__Your objective__.
In the text on Spot reclamation, copy the passage starting with "This alone won't" and going on through "before node death.", swapping "Karpenter" for "the autoscaler".

__Provided text__.
This alone won't prevent the no instance types available error, but it dramatically reduces the blast radius when Spot IS reclaimed by giving Karpenter time to reschedule before node death.

__Given data__.
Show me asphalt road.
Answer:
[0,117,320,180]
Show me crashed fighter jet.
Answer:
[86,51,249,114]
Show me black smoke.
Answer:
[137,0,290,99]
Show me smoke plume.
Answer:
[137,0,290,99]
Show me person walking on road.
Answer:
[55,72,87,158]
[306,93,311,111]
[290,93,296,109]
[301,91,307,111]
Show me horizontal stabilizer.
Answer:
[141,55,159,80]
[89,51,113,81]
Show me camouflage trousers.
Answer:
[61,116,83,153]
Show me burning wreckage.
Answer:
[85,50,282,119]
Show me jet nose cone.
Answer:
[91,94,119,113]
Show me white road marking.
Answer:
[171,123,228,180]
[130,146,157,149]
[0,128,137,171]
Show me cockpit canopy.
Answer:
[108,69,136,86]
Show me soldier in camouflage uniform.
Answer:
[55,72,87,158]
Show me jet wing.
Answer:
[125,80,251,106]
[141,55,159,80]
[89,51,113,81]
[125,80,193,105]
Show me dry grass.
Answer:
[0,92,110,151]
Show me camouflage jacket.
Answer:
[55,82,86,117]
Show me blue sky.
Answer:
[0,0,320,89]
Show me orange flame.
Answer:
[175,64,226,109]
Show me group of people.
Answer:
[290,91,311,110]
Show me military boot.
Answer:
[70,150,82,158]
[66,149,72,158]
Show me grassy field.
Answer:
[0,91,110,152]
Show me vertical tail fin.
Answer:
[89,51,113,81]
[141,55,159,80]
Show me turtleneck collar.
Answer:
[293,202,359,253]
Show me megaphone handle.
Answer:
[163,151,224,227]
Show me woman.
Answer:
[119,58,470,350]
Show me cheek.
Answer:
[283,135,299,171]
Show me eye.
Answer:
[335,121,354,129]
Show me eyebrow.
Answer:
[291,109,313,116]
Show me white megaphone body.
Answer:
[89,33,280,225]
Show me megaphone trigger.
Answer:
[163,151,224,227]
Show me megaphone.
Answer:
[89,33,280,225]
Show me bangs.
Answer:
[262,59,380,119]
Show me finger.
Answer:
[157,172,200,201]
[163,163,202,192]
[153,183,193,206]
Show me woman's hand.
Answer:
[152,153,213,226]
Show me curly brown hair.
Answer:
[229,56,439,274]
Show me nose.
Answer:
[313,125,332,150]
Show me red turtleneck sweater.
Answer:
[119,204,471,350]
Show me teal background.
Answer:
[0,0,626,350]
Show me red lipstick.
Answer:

__Result of this task__.
This alone won't prevent the no instance types available error, but it dramatically reduces the blast radius when Spot IS reclaimed by giving the autoscaler time to reschedule before node death.